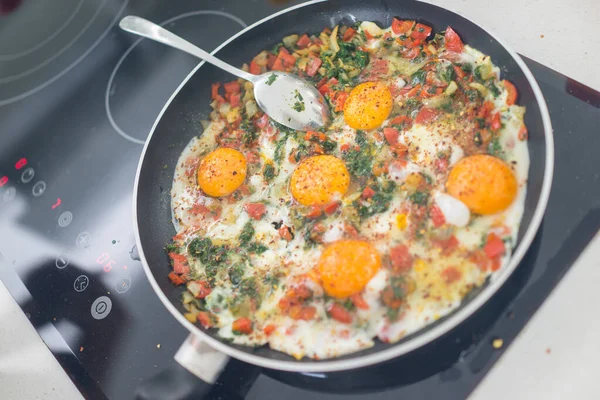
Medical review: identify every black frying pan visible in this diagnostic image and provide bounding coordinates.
[134,0,553,390]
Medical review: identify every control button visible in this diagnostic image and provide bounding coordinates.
[91,296,112,319]
[21,167,35,183]
[31,181,46,197]
[73,275,90,293]
[58,211,73,228]
[75,232,92,249]
[115,278,131,293]
[2,186,17,203]
[55,253,71,269]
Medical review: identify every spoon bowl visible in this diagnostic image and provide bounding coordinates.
[119,15,330,131]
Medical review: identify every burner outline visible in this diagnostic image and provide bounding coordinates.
[0,0,129,107]
[0,0,85,61]
[104,10,248,145]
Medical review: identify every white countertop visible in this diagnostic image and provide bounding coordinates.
[0,0,600,400]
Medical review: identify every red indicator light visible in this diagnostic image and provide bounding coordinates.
[15,157,27,169]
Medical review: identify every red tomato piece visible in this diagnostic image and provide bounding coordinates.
[244,203,267,221]
[483,233,506,258]
[415,107,438,124]
[296,33,310,49]
[169,253,190,275]
[502,80,519,106]
[383,127,400,146]
[361,186,376,200]
[306,55,323,76]
[390,244,414,272]
[350,293,369,310]
[442,267,462,283]
[327,303,352,324]
[342,28,356,42]
[392,18,415,35]
[231,317,252,335]
[223,81,242,93]
[429,206,446,228]
[410,24,431,40]
[444,27,465,53]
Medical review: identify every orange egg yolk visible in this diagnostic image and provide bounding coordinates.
[290,156,350,206]
[446,154,517,215]
[344,82,393,130]
[316,240,381,298]
[198,147,246,197]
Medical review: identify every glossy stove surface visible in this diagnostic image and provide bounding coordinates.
[0,0,600,400]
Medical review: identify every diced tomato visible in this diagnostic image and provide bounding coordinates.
[392,18,415,35]
[342,28,356,42]
[231,317,252,335]
[415,107,438,124]
[442,267,462,283]
[434,157,449,173]
[350,293,369,310]
[250,60,260,75]
[335,92,349,112]
[223,81,242,93]
[169,253,190,275]
[187,281,212,299]
[296,33,310,49]
[361,186,376,200]
[271,57,285,71]
[518,124,528,141]
[490,112,502,132]
[306,55,323,76]
[435,235,460,254]
[383,128,400,146]
[196,311,213,329]
[279,47,296,67]
[323,201,340,215]
[410,24,431,40]
[483,233,506,258]
[454,65,467,79]
[429,206,446,228]
[327,303,352,324]
[169,271,185,286]
[229,93,242,107]
[254,114,269,129]
[502,80,519,106]
[444,27,465,53]
[277,225,294,242]
[390,244,414,272]
[210,82,221,100]
[305,206,323,219]
[263,324,277,336]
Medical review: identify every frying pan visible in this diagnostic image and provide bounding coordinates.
[134,0,554,394]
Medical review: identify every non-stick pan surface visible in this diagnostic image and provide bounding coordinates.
[134,0,553,372]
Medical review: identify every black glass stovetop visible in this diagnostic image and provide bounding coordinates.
[0,0,600,400]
▬▬▬▬▬▬
- WORK INSTRUCTIONS
Starting at the line that contains "Medical review: identify every orange" and continuing through the end of the records, write those lines out again with "frying pan" changed to "skillet" and everything else left the same.

- EXERCISE RESULT
Medical review: identify every orange egg yolk visible in this diagnostic image and provide bounding coordinates.
[290,156,350,206]
[446,154,517,215]
[344,82,393,130]
[316,240,381,298]
[198,147,246,197]
Medical review: identify every glossy stove surface visible in this diagnostic image and provide bounding coordinates.
[0,0,600,400]
Medical review: identify every diced tomato visible in this diagnostic image and provide bounding coordinates.
[392,18,415,35]
[342,28,356,42]
[231,317,252,335]
[415,107,438,124]
[442,267,462,283]
[434,157,449,173]
[350,293,369,310]
[250,60,260,75]
[335,92,349,112]
[223,81,242,93]
[169,253,190,275]
[187,281,212,299]
[296,33,310,49]
[361,186,376,200]
[271,57,285,71]
[518,124,528,141]
[490,112,502,132]
[306,55,323,76]
[435,235,460,254]
[383,128,400,146]
[196,311,213,329]
[279,47,296,67]
[323,201,340,215]
[410,24,431,40]
[483,233,506,258]
[454,65,467,79]
[429,206,446,228]
[327,303,352,324]
[169,271,185,286]
[229,93,242,107]
[254,114,269,129]
[502,80,519,106]
[444,27,465,53]
[277,225,294,242]
[390,244,414,272]
[210,82,221,100]
[305,206,323,219]
[263,324,277,336]
Medical review: identify every skillet visible in this diagnostic image and provide bounding coordinates.
[134,0,554,394]
Medical review: identify every non-stick pan surface visible in this diagnostic image and provide bounding coordinates.
[134,0,553,372]
Medical review: identify every black glass stovetop visible in this diagnostic image and provide bounding coordinates.
[0,0,600,400]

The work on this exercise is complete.